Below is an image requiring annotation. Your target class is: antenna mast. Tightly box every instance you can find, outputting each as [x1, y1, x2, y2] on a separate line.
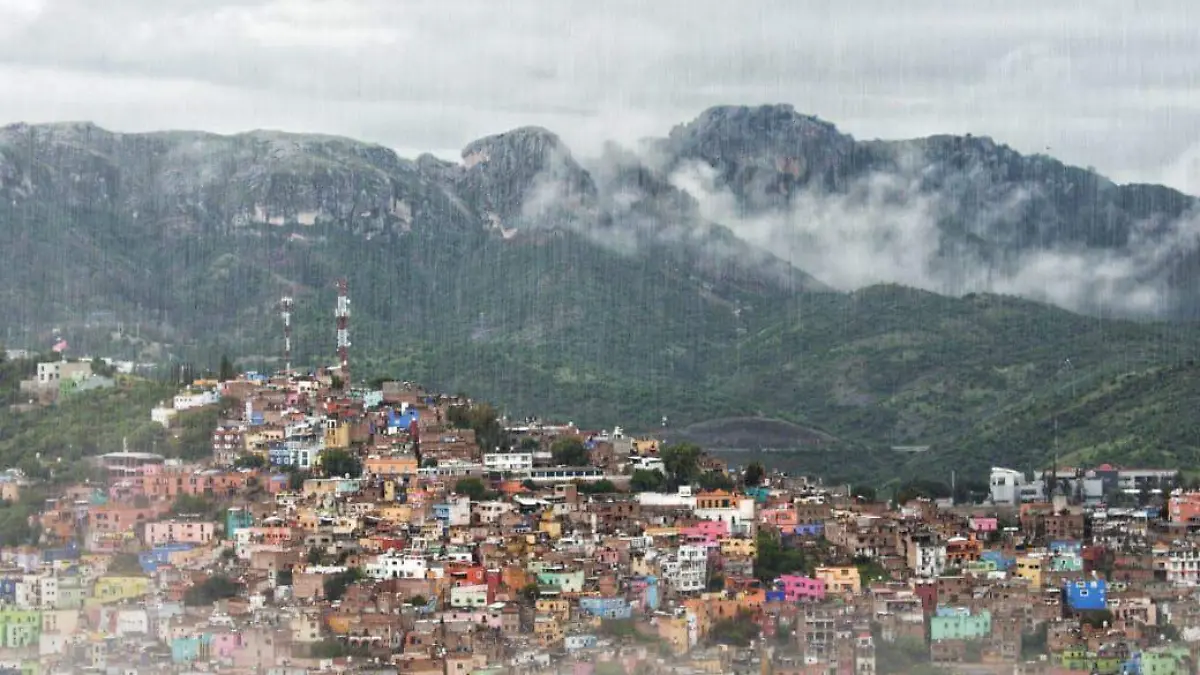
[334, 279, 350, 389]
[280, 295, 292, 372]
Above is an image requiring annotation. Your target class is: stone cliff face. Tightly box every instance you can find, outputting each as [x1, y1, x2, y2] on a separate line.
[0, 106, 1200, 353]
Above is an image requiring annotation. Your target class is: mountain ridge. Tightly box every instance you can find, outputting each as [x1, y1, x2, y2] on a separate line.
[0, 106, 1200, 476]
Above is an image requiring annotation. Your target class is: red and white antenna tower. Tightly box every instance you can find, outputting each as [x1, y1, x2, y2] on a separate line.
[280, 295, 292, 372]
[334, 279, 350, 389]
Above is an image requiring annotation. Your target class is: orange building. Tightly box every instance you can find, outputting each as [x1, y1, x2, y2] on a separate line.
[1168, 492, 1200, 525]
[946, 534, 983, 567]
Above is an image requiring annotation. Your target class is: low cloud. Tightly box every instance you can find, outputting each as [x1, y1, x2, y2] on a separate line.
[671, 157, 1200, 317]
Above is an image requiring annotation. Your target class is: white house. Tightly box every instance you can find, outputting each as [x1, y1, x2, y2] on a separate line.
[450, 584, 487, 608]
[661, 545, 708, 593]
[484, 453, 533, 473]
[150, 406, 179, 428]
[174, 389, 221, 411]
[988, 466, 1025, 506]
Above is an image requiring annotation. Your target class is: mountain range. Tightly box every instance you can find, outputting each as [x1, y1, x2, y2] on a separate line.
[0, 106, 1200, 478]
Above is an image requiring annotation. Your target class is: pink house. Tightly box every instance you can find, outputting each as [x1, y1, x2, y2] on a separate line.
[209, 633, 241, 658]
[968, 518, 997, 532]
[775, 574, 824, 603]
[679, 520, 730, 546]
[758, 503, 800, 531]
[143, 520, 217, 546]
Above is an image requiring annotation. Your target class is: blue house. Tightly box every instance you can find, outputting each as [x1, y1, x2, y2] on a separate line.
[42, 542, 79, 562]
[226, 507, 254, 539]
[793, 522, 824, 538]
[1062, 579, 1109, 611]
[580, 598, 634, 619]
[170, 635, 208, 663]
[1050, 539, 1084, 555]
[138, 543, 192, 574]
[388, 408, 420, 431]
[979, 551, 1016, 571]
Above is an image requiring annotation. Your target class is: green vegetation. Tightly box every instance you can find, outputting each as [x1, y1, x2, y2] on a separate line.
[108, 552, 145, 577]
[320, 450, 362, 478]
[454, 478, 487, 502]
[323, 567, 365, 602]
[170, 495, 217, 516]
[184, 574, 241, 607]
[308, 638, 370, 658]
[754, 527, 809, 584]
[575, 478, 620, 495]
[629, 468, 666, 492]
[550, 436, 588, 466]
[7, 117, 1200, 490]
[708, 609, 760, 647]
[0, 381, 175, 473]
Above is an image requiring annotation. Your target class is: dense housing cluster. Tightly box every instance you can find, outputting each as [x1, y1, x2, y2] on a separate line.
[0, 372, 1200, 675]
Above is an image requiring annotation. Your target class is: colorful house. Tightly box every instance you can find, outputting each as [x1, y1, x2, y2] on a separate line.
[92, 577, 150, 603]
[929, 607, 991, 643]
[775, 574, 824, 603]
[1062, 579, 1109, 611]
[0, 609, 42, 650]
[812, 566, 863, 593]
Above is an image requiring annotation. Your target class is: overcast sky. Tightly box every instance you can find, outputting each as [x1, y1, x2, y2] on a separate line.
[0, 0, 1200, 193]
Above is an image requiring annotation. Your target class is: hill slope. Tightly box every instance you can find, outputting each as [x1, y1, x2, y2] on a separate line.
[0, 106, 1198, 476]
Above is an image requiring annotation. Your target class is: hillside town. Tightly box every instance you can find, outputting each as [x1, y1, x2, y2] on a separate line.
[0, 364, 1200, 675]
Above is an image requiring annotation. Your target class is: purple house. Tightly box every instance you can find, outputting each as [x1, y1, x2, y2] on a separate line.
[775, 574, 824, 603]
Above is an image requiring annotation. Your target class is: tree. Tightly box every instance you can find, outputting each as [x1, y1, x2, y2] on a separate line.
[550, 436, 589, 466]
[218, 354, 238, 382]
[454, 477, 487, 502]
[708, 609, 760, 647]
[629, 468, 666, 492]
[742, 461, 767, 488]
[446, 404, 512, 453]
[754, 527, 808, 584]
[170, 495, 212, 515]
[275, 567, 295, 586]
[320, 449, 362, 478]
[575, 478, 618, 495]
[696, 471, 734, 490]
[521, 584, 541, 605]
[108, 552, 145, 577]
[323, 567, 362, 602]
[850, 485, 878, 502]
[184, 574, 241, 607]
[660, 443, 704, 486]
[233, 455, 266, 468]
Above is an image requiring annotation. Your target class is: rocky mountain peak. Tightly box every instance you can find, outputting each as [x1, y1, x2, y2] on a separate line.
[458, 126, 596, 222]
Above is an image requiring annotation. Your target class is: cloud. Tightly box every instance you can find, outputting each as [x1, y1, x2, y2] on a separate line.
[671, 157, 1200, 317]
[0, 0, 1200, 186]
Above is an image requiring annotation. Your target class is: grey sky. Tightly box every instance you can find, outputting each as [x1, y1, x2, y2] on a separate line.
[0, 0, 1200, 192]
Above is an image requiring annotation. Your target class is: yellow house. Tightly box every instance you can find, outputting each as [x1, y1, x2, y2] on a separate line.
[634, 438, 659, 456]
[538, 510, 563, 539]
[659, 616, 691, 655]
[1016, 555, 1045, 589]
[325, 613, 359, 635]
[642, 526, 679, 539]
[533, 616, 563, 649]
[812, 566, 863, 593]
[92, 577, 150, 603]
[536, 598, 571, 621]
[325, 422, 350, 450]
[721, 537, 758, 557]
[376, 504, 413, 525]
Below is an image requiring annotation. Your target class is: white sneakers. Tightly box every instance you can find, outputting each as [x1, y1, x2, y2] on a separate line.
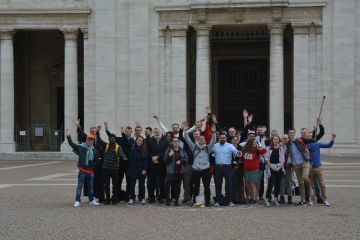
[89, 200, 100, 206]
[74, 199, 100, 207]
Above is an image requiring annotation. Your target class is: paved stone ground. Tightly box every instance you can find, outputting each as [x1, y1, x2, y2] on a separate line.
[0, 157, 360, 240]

———

PROBLEM DETAILS: Rewrite all of the records above, replacing "target class" with "object category" and keeping everything else the same. Leave out the pictures.

WRITTEN RESPONSE:
Below is an image requiring annotation. Your object category is: antenna mast. Tightly box every instance you can find, outputting each as [x1, y1, x2, y2] on a separate line.
[334, 279, 350, 389]
[280, 295, 292, 372]
Above is an image requiring annotation. Your object category is: stone cliff face. Tightly box every instance you can find, outputting each as [x1, y1, x2, y2] on a separate line.
[0, 106, 1200, 353]
Above is an image requiring annotation. Your object category is: mountain ridge. Tightly box every instance you can find, outputting each as [x1, y1, x2, y2] on a separate line.
[0, 106, 1200, 476]
Above is an image requiring annotation. Your object category is: red and white antenna tower. Tightly box every instance you can find, outputting each as [x1, y1, x2, y2] on a separate line.
[280, 295, 292, 372]
[334, 279, 350, 389]
Above is an image requiring annotation. Your object category is: orange building. Tightly box every instance you can find, outputting each as [x1, y1, x2, y2] on a separate line.
[1168, 492, 1200, 525]
[946, 534, 983, 567]
Above is an image requiring annotation. Your object category is: low cloud. Tightly box every instance you can find, outputting each as [x1, y1, x2, y2] on a separate line.
[671, 157, 1200, 317]
Above is an image requiring annotation. Your object category is: white house. Tightly box every instance you can find, outputting each as [x1, y1, x2, y2] on a separate line.
[450, 584, 487, 608]
[661, 545, 708, 593]
[484, 453, 533, 473]
[150, 406, 179, 428]
[174, 389, 221, 411]
[988, 466, 1025, 506]
Above is an image requiring annotation. Your object category is: mountain range. Tightly box every instance you can find, outputting each as [x1, y1, x2, y2] on a separate line.
[0, 106, 1200, 478]
Above is an image requiring annotation. Your object category is: pink house. Tightly box every instance you can find, outputting each as [x1, y1, x2, y2] on a separate line.
[209, 633, 241, 658]
[968, 518, 997, 532]
[775, 574, 824, 603]
[679, 520, 730, 546]
[758, 503, 800, 531]
[143, 520, 217, 546]
Above is an image requiring annotation. Your object category is: blue house. Tightly box every instance you can find, outputting each as [x1, y1, x2, y2] on a separate line.
[42, 542, 79, 562]
[226, 507, 254, 539]
[793, 522, 824, 538]
[1062, 579, 1109, 611]
[580, 598, 634, 619]
[170, 635, 208, 663]
[1050, 539, 1084, 555]
[138, 543, 192, 574]
[388, 408, 420, 431]
[979, 551, 1016, 571]
Above is an image requiring annotation. Your object category is: green vegetation. Tightly box every instance you can find, outputting each as [x1, y1, x2, y2] on a separate line.
[108, 552, 145, 577]
[320, 450, 362, 478]
[454, 478, 487, 502]
[323, 567, 365, 602]
[170, 495, 217, 516]
[184, 574, 241, 607]
[308, 638, 370, 658]
[754, 527, 809, 584]
[575, 478, 620, 495]
[629, 468, 666, 492]
[550, 436, 588, 466]
[7, 117, 1200, 490]
[708, 609, 760, 647]
[0, 381, 175, 473]
Above is an image requiring annotation. Your object category is: dense housing cluster. Tightly box every instance you can find, outputting each as [x1, y1, x2, y2] on a separate line.
[0, 372, 1200, 675]
Above is an image requiring annotation. Your object category is: colorful house. Tightly box every instance you can find, outputting each as [x1, y1, x2, y2] on a separate line.
[92, 577, 150, 603]
[929, 607, 991, 643]
[775, 574, 824, 603]
[1062, 579, 1109, 611]
[0, 609, 42, 650]
[812, 566, 863, 593]
Above is an image requiring annotation. Your object category is: overcast sky. Tightly box every instance you can find, outputting each as [x1, y1, x2, y2] on a separate line.
[0, 0, 1200, 193]
Above is an image requiring annotation. Your object category is: hill slope. Tightly box every instance you can find, outputting each as [x1, y1, x2, y2] on a separate line.
[0, 106, 1198, 476]
Above is an image requiring annotation. Your object category is: hillside town. Tightly box every instance you can find, outputting each as [x1, y1, x2, y2] on a separate line.
[0, 364, 1200, 675]
Above is an image requiring annotation. Your object category is: purple house. Tightly box every instance you can find, outputting each as [x1, y1, x2, y2] on a separate line.
[775, 574, 824, 603]
Above is an image requiring annotation. Your object category is: tree. Tightly box every instance you can find, outputting each as [x1, y1, x2, y2] on a separate line.
[550, 436, 589, 466]
[218, 354, 238, 382]
[454, 477, 487, 502]
[708, 609, 760, 647]
[629, 468, 666, 492]
[742, 461, 767, 488]
[446, 404, 512, 453]
[754, 527, 808, 584]
[170, 495, 212, 515]
[275, 567, 295, 586]
[320, 449, 362, 478]
[575, 478, 618, 495]
[696, 471, 734, 490]
[521, 584, 541, 605]
[108, 552, 145, 577]
[323, 567, 362, 602]
[850, 485, 878, 502]
[184, 574, 241, 607]
[660, 443, 704, 486]
[233, 455, 266, 468]
Above is an image requiring annotation. Your object category is: rocky mountain peak. Tightly box every instance you can find, outputting each as [x1, y1, x2, y2] on a separate line.
[458, 126, 596, 222]
Above is an image requiring annotation. Your object category is: cloud. Tightly box every instance you can find, outputting each as [x1, y1, x2, y2] on a separate line.
[671, 157, 1200, 317]
[0, 0, 1200, 186]
Above is an image requiring annotation. Your object category is: grey sky. Tightly box every instance you can find, outputting each as [x1, y1, x2, y2] on a separate line.
[0, 0, 1200, 192]
Above is an image requiring annotation. Your object category is: yellow house. Tightly box every instance you can find, outputting each as [x1, y1, x2, y2] on a separate line.
[634, 438, 659, 456]
[538, 510, 563, 539]
[659, 616, 691, 655]
[1016, 555, 1045, 589]
[325, 613, 359, 635]
[642, 526, 679, 539]
[533, 616, 563, 649]
[812, 566, 863, 593]
[92, 577, 150, 603]
[536, 598, 571, 621]
[325, 422, 350, 450]
[721, 537, 758, 557]
[376, 504, 413, 525]
Below is an image requiring annotation. Your object category is: white sneakers. Tightly box every instance you can find, outputting each as [x1, y1, x2, y2] on a separate line.
[89, 200, 100, 206]
[74, 199, 100, 207]
Above is an image requiring annotation. Your object category is: paved stone ground. Tightly box every instance you can find, outputting each as [x1, y1, x2, y2] on a separate line.
[0, 157, 360, 240]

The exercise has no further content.